- **Page text**:
____

Projects that aren't meant to generate a wheel and `pyproject.toml`

sirosen · November 10, 2023, 7:40am

This is fair. Maybe I’m mistaken in thinking that the two are different in meaning.

I accept the idea that the field in project.toml could be understood to be the same in both contexts. But the meaning of the field this translates to in a built package is specific and distinct.

The trouble is that there has historically been no other meaning for the field. So assigning it a new meaning – one associated with the config field but not the metadata field – is a valid way to introduce an abstraction here which separates the meanings of the two.
Because the config field has been the verbatim content of the matching metadata field, there effectively has been no abstraction here.

Maybe I’m harping on a bit of minutiae here. We’re discussing specs, so it becomes hard to tell. But as far as our past experience goes with python_requires, it has only had one relatively narrow definition.

____

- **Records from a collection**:
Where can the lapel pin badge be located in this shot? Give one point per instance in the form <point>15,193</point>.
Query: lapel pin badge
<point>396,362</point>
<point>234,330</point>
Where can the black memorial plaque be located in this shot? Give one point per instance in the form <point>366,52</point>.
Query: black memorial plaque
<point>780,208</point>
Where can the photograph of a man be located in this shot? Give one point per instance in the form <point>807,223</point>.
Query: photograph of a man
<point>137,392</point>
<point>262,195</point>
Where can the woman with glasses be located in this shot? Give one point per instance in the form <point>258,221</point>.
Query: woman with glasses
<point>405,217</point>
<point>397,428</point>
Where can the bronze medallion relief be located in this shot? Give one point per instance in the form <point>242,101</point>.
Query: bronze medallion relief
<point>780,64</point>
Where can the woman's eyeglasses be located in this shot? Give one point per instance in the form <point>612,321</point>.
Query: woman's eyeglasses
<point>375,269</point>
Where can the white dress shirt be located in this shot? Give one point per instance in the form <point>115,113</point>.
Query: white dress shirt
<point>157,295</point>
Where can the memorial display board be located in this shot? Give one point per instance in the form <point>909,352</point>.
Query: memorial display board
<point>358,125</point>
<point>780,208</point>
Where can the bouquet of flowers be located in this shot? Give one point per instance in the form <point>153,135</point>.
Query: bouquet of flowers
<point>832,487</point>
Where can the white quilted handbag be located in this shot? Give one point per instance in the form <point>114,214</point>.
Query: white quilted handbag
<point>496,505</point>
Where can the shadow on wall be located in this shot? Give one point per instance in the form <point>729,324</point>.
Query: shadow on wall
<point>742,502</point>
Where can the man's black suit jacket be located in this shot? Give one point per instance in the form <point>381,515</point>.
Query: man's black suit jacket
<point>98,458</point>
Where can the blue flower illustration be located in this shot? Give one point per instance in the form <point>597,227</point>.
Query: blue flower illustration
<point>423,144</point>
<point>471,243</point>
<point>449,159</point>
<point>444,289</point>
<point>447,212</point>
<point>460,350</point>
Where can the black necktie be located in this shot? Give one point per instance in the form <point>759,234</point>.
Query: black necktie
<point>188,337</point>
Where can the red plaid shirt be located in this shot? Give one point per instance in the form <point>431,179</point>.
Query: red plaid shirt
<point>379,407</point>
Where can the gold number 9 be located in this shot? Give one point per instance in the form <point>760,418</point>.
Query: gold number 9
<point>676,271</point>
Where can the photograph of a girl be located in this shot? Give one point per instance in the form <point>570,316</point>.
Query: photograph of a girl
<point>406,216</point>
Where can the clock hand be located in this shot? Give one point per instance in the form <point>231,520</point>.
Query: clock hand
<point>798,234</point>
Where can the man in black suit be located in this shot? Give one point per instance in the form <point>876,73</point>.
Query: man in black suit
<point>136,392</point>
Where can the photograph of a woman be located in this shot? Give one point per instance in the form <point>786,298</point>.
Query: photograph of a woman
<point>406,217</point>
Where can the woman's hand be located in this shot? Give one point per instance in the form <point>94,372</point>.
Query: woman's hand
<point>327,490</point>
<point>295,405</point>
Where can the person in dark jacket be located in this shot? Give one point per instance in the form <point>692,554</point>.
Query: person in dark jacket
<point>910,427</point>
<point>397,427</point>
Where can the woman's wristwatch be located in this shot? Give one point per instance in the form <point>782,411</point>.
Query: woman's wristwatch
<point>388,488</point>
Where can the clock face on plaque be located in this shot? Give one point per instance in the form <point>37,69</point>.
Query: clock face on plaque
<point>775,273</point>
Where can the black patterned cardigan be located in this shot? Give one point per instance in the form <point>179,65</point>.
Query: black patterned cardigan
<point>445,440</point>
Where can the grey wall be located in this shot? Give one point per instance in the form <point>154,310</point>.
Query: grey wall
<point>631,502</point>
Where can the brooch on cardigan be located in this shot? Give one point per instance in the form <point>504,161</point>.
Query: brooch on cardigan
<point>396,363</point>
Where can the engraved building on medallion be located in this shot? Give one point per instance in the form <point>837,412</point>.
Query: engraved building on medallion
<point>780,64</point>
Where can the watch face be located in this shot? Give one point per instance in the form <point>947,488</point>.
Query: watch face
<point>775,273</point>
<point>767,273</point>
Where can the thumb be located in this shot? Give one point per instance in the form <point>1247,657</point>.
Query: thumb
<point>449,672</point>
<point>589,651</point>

____

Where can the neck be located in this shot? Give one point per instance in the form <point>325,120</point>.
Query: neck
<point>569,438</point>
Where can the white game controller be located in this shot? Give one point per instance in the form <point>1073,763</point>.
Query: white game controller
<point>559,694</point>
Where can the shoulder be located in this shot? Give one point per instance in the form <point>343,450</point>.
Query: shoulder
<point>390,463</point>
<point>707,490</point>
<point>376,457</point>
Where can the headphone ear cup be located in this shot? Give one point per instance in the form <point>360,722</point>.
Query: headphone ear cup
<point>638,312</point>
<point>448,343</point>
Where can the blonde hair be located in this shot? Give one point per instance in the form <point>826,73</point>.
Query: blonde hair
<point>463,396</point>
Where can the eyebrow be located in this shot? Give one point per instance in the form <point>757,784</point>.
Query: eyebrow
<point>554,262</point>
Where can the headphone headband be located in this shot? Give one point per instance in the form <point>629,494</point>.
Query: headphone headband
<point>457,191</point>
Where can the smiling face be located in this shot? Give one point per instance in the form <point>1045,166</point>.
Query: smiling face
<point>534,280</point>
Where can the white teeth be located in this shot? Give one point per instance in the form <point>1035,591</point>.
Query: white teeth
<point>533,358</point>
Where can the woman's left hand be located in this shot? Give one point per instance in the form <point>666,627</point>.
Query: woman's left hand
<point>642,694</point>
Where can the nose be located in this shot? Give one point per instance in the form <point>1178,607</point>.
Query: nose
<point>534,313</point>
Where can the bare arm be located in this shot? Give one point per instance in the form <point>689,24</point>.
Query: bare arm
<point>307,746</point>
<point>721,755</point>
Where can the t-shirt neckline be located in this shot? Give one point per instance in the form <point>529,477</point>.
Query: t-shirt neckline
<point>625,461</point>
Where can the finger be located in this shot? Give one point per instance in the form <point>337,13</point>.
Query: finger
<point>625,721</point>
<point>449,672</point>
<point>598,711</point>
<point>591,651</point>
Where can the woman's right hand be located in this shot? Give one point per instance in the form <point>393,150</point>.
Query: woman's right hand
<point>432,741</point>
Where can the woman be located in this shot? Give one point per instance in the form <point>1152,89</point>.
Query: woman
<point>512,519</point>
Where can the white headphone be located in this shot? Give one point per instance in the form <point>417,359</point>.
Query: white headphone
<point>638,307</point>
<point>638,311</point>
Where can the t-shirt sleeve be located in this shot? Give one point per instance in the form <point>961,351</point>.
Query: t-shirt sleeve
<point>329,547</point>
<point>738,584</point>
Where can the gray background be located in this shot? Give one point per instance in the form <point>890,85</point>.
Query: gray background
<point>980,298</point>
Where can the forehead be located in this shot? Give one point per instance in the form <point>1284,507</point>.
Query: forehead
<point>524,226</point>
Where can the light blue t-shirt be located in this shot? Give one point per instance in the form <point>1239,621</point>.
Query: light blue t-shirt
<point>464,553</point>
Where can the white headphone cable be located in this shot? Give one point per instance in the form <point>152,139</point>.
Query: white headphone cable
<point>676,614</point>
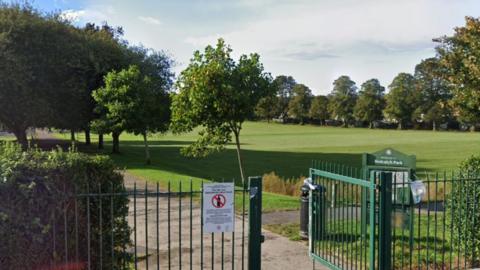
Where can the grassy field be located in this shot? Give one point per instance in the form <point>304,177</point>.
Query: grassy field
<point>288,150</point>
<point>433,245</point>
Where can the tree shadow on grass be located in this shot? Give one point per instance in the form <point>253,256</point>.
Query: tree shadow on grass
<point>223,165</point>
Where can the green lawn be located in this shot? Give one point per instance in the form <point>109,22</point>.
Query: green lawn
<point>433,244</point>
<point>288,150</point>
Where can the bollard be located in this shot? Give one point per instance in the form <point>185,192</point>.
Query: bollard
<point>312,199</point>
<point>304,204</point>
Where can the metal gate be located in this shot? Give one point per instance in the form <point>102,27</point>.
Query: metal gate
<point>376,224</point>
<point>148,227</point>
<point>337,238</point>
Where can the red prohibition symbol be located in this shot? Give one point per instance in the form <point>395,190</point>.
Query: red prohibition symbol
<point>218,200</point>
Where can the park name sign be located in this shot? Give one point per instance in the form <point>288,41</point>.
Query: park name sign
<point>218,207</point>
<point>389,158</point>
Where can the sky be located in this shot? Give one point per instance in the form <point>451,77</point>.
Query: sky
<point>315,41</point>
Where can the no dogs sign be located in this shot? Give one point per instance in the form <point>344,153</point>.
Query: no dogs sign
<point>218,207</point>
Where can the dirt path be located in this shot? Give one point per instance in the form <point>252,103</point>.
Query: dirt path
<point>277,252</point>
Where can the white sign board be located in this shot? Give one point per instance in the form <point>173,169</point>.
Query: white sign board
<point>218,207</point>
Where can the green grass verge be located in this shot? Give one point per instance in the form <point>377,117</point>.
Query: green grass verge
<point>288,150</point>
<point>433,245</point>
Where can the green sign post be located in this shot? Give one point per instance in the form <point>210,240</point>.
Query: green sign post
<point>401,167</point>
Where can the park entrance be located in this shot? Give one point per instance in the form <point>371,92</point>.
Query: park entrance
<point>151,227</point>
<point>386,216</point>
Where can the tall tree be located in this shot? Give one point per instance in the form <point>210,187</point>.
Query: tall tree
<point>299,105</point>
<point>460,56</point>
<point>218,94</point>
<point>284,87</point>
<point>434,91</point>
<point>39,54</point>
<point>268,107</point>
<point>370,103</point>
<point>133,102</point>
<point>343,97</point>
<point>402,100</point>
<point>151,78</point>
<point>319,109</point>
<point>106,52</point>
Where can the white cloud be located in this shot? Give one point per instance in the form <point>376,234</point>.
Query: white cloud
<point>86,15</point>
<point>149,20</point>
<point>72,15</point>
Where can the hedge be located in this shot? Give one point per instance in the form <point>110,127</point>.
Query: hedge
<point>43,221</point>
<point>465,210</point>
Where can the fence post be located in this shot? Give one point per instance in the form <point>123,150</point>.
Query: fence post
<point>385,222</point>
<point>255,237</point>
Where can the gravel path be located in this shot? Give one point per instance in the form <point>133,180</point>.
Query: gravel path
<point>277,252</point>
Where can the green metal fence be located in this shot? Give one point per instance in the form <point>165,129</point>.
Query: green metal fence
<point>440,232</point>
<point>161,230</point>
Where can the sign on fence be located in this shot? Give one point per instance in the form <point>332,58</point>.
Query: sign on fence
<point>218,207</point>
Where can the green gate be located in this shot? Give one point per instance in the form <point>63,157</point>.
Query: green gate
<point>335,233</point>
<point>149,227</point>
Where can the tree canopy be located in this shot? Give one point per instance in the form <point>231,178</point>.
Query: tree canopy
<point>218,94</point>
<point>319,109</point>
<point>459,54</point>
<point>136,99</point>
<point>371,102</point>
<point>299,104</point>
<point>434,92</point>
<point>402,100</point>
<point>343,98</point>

____

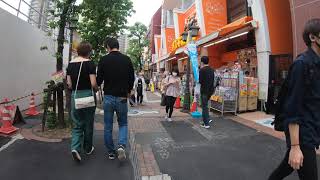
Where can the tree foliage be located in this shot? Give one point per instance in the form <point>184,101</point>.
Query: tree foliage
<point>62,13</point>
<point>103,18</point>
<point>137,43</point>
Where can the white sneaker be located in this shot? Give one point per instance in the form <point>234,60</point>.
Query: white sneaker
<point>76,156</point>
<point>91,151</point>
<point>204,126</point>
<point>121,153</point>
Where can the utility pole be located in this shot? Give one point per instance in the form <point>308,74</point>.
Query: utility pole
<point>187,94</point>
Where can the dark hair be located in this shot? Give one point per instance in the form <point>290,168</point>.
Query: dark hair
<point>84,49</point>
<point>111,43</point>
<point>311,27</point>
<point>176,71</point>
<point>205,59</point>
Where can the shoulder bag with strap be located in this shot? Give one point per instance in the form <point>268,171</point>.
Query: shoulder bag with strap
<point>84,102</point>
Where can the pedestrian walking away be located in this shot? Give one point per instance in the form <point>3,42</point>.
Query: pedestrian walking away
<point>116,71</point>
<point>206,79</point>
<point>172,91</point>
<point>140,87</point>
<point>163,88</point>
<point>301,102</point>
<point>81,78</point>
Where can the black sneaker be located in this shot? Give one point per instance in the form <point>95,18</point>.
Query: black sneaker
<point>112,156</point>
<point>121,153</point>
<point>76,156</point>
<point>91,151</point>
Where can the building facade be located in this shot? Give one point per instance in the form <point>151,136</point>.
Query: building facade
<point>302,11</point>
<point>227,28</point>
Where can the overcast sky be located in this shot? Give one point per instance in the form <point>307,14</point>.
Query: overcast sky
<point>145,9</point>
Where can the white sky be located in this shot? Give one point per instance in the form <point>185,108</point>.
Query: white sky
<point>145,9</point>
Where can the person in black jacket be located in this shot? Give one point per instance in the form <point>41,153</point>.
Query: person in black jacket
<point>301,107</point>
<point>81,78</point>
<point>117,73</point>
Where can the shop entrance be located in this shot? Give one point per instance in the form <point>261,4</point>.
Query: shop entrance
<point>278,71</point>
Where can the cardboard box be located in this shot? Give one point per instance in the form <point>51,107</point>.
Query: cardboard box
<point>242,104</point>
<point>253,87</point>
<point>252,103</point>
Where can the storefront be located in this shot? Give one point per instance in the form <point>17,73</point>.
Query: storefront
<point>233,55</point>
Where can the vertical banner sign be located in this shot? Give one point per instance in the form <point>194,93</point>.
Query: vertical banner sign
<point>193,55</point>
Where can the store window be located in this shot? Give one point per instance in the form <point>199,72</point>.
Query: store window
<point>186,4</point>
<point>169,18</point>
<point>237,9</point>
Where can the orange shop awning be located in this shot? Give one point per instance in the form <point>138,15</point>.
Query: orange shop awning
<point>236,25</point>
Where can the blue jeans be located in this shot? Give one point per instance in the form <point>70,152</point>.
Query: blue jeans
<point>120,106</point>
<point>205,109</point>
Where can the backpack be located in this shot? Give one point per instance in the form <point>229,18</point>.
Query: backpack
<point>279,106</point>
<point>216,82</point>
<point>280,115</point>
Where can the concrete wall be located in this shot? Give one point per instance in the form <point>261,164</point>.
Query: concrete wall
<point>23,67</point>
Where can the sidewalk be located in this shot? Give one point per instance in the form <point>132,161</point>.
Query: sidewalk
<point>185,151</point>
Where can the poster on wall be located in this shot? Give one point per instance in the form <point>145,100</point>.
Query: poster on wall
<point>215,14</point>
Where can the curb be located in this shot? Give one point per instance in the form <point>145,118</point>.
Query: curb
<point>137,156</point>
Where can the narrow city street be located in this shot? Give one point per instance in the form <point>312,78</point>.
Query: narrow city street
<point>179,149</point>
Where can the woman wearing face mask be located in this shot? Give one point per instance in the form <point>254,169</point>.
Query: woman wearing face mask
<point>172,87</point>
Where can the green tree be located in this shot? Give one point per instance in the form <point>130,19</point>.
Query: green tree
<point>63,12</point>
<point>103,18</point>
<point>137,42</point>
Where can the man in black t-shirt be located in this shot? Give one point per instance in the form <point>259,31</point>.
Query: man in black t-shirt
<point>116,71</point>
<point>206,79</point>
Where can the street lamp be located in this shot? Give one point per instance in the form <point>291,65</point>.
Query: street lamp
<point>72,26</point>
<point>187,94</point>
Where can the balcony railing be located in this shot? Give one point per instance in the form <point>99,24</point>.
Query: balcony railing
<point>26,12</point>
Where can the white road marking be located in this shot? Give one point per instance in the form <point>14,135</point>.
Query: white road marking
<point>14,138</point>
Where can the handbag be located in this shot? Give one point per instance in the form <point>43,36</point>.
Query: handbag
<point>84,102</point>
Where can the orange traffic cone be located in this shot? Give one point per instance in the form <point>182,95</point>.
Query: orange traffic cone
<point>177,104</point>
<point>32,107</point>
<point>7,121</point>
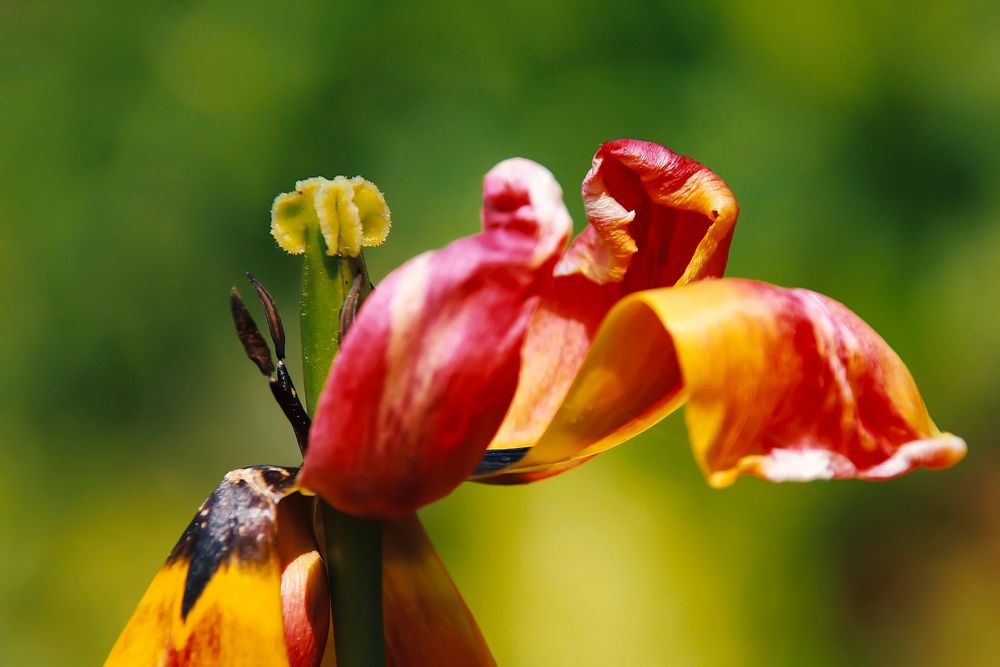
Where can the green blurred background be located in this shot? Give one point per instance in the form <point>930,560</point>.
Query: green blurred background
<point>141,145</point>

____

- **Given instruction 1**:
Translate this sentence from the forum post on pyproject.toml into Spanish: "We’re discussing specs, so it becomes hard to tell."
- **Given instruction 2**:
Reproduce the entries verbatim from the line with "Where can the woman's left" to the line with "<point>721,755</point>", including both of those lines.

- **Output 1**:
Estamos hablando de especificaciones, así que se vuelve difícil saberlo.

- **Output 2**:
Where can the woman's left hand be located in this shot? Give one point per instance in the form <point>666,627</point>.
Query: woman's left hand
<point>642,694</point>
Where can the nose be located in this shot? Give one point per instance in the form <point>1178,607</point>.
Query: nose
<point>534,313</point>
Where can the bare arm be located in this shot? Give one point per instance in the form <point>689,24</point>.
Query: bare arm
<point>307,746</point>
<point>721,755</point>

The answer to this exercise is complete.